### WHAT YOU SHOULD DO
Print every one of the items below line for line, without changing anything.

### Object position labeling entries
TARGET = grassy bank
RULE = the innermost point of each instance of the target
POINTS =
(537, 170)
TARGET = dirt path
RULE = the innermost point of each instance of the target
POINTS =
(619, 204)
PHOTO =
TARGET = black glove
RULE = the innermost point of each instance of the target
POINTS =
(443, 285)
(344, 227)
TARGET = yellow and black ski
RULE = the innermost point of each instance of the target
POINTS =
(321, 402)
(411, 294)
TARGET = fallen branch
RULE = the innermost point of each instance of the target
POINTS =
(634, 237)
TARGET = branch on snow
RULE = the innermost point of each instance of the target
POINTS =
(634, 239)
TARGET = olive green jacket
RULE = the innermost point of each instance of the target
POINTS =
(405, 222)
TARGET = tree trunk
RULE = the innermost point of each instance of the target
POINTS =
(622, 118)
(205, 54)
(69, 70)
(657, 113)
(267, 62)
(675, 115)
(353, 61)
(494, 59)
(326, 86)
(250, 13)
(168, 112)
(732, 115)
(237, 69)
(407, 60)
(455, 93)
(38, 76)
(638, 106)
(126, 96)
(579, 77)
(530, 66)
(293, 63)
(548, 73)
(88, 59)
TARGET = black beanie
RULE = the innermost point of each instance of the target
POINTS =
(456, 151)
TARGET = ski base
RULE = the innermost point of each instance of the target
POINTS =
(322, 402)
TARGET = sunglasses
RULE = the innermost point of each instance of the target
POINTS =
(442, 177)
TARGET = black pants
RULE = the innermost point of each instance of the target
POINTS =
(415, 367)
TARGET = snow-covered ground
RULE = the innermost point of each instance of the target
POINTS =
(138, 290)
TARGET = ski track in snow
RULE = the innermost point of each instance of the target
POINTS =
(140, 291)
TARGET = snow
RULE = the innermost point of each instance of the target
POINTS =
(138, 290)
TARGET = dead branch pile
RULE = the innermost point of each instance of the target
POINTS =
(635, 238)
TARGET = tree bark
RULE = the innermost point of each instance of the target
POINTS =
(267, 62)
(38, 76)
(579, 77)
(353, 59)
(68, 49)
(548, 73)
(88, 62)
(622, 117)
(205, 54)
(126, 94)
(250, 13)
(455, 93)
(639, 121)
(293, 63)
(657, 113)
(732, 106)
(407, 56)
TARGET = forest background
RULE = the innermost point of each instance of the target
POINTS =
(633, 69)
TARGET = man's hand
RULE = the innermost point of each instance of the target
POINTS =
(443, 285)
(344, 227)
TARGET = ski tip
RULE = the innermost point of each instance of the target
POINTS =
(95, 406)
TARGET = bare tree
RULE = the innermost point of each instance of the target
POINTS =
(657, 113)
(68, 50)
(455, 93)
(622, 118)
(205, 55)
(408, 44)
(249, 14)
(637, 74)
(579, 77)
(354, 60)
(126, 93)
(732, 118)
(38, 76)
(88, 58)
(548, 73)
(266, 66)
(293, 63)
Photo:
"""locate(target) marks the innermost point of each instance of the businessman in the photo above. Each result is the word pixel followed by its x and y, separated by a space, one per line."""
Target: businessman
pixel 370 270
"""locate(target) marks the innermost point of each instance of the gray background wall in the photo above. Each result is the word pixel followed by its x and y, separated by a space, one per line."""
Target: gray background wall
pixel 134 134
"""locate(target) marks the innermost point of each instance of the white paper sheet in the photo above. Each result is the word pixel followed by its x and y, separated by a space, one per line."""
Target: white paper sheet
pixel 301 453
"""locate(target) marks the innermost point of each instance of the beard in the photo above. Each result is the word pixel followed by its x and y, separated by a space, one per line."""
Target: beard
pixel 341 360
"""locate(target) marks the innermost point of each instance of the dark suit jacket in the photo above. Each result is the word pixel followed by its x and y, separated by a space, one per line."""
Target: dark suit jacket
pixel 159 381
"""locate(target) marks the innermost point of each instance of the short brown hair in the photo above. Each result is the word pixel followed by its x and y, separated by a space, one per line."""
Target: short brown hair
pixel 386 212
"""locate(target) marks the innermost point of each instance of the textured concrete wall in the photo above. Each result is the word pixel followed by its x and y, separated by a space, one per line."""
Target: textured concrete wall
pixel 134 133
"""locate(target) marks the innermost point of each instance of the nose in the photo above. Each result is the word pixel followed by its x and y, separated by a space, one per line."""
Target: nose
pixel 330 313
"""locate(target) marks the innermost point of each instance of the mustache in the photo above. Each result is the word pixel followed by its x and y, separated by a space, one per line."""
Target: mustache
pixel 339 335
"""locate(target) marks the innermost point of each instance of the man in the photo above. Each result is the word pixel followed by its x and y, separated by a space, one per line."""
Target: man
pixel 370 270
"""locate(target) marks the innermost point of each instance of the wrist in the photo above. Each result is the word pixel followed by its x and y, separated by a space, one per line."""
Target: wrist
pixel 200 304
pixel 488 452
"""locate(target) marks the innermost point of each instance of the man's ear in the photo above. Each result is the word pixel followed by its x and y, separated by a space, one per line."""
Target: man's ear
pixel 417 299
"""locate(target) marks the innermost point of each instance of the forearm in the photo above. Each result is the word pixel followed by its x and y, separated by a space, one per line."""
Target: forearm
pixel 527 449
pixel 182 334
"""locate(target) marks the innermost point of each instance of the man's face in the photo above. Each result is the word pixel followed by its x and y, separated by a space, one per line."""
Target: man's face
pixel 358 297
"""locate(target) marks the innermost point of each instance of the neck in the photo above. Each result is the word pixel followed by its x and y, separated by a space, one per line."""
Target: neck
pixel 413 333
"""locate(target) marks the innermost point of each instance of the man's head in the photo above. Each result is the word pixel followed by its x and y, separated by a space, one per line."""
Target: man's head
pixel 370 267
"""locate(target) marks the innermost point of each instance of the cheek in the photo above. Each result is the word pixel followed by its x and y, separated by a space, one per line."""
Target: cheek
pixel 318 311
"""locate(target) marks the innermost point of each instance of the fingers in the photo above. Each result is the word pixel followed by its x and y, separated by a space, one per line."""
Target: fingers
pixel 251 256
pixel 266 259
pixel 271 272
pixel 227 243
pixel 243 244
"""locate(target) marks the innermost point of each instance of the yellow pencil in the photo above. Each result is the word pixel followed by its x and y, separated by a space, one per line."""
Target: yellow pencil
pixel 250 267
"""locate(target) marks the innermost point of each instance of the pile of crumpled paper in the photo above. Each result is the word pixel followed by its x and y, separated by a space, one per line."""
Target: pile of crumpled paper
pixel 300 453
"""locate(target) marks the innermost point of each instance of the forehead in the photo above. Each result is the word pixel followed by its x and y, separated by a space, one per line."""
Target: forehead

### ANSWER BELOW
TARGET = grassy bank
RULE = the innermost point of each instance of the target
POINTS =
(537, 170)
TARGET = dirt path
RULE = the innermost point of each instance of the target
POINTS =
(619, 204)
PHOTO =
TARGET = black glove
RULE = the innermost point of each instance of the target
POINTS =
(443, 285)
(344, 227)
TARGET = yellow and black ski
RULE = the innermost point of each instance of the target
POINTS =
(321, 402)
(411, 294)
TARGET = fallen branch
RULE = the innermost point of each instance of the target
POINTS =
(634, 237)
TARGET = branch on snow
RULE = the innermost point of each instance of the target
POINTS =
(634, 239)
TARGET = olive green jacket
RULE = the innermost point of each instance of the target
POINTS =
(405, 222)
TARGET = tree trunk
RULE = the innermost point of each instance of the target
POINTS =
(622, 118)
(205, 54)
(69, 70)
(657, 113)
(267, 62)
(675, 115)
(353, 61)
(494, 59)
(326, 86)
(250, 13)
(168, 112)
(732, 115)
(237, 69)
(407, 60)
(455, 93)
(38, 76)
(638, 106)
(126, 96)
(579, 77)
(530, 66)
(293, 63)
(548, 73)
(88, 59)
TARGET = black beanie
RULE = the innermost point of each instance of the target
POINTS =
(456, 151)
TARGET = ski base
RULE = the innermost point of each instance of the target
POINTS =
(322, 402)
TARGET = sunglasses
RULE = the innermost point of each instance of the target
POINTS =
(442, 177)
TARGET = black pants
RULE = the innermost point of each instance of the target
POINTS =
(415, 367)
TARGET = snow-covered ground
RULE = the innermost point of each instance of the target
POINTS =
(138, 290)
TARGET = ski track in snow
RULE = the innermost point of each instance of the target
POINTS =
(140, 291)
TARGET = snow
RULE = the innermost point of each instance of the target
POINTS =
(138, 290)
TARGET = dead branch pile
RULE = the innermost point of each instance of the target
POINTS =
(635, 238)
TARGET = tree bark
RULE = the innermost point of each instance of the target
POINTS =
(267, 62)
(38, 76)
(579, 77)
(353, 59)
(68, 49)
(548, 73)
(88, 62)
(622, 117)
(205, 54)
(126, 94)
(250, 13)
(455, 93)
(639, 121)
(293, 63)
(657, 113)
(732, 106)
(407, 56)
TARGET = forest background
RULE = the innermost point of each instance of the target
POINTS =
(633, 69)
TARGET = man's hand
RULE = the innermost point of each instance of the target
POINTS =
(443, 285)
(344, 227)
TARGET = ski tip
RULE = the innermost point of each instance of the target
POINTS =
(95, 406)
TARGET = bare tree
RULE = the innermost point of each instance of the target
POINTS =
(657, 113)
(68, 50)
(455, 93)
(622, 118)
(205, 55)
(408, 44)
(249, 14)
(637, 74)
(579, 77)
(354, 60)
(126, 93)
(732, 118)
(38, 76)
(88, 58)
(548, 73)
(266, 66)
(293, 63)
Photo:
"""locate(target) marks the innermost point of each instance of the businessman in the photo above. Each result is the word pixel followed by its x and y, separated by a space, one per line."""
Target: businessman
pixel 370 270
"""locate(target) marks the innermost point of each instance of the gray background wall in the photo above. Each result is the word pixel followed by its x and y, separated by a space, one per line."""
Target: gray background wall
pixel 134 134
"""locate(target) marks the innermost point of each instance of the white paper sheet in the photo above. Each result is the word pixel followed by its x and y, separated by a space, one per line."""
Target: white paper sheet
pixel 301 453
"""locate(target) marks the innermost point of each instance of the beard in the photo above. Each result is the word pixel followed by its x and y, separated by a space, one per line."""
Target: beard
pixel 341 360
"""locate(target) marks the innermost point of each instance of the dark suit jacket in the photo above. Each result is the word pixel followed by its x and y, separated by a space, one per line."""
Target: dark suit jacket
pixel 159 381
"""locate(target) marks the innermost point of each instance of the short brown hair in the photo above. Each result is the word pixel followed by its x and y, separated by a space, one per line."""
Target: short brown hair
pixel 386 212
"""locate(target) marks the innermost point of each instance of the textured concrete wall in the photo above. Each result is the word pixel followed by its x and y, separated by a space, one per line."""
Target: textured concrete wall
pixel 134 133
"""locate(target) marks the innermost point of each instance of the nose in the photo above. Each result is the word pixel followed by its x and y, separated by a space, one per line."""
Target: nose
pixel 330 313
"""locate(target) marks the innermost point of each instance of the mustache in the photo above. Each result is the word pixel followed by its x and y, separated by a space, one per line."""
Target: mustache
pixel 339 335
"""locate(target) marks the innermost point of each instance of the man in the photo above. Each result is the word pixel followed by its x and y, separated by a space, one per line."""
Target: man
pixel 370 270
"""locate(target) marks the innermost point of each instance of the wrist in the photo above. Each result is the word pixel followed by its x and y, separated by a space, one per line."""
Target: wrist
pixel 200 304
pixel 488 452
"""locate(target) marks the innermost point of each instance of the man's ear in the photo above. Each result is the word pixel followed by its x and y, separated by a space, one per line."""
Target: man's ear
pixel 417 299
"""locate(target) marks the innermost point of each instance of the forearm in the photo above. Each result is the word pixel followed by its x and y, separated by a space, one per line."""
Target: forearm
pixel 527 449
pixel 182 334
"""locate(target) marks the innermost point of each instance of the man's face in the photo above. Each result is the word pixel followed by its x and y, separated by a space, one per line."""
Target: man's face
pixel 358 297
"""locate(target) marks the innermost point of each instance of the neck in the photo above. Each result is the word pixel followed by its x and y, separated by a space, one per line."""
Target: neck
pixel 413 333
"""locate(target) marks the innermost point of each instance of the man's head in the photo above. Each result is the word pixel followed by its x and y, separated by a space, one per line."""
Target: man's head
pixel 370 267
"""locate(target) marks the innermost point of each instance of the cheek in the photo above. Each result is the word pixel followed by its x and y, separated by a space, one per line."""
Target: cheek
pixel 318 311
"""locate(target) marks the innermost point of each instance of the fingers in the photo above. Each result is the word pixel followed by its x and y, separated by a space, one per line."""
Target: fingers
pixel 251 256
pixel 266 259
pixel 271 272
pixel 227 243
pixel 243 244
"""locate(target) marks the innermost point of each instance of the yellow pencil in the photo above. Each result is the word pixel followed by its x and y, separated by a space, one per line."""
Target: yellow pencil
pixel 250 267
"""locate(target) marks the innermost point of each instance of the pile of crumpled paper in the photo above. Each result is the word pixel followed by its x and y, separated by a space, one per line."""
Target: pile of crumpled paper
pixel 300 453
"""locate(target) marks the innermost point of each instance of the forehead in the photo above. Each result is the word pixel followed by its x and y, separated by a space, one per line."""
Target: forehead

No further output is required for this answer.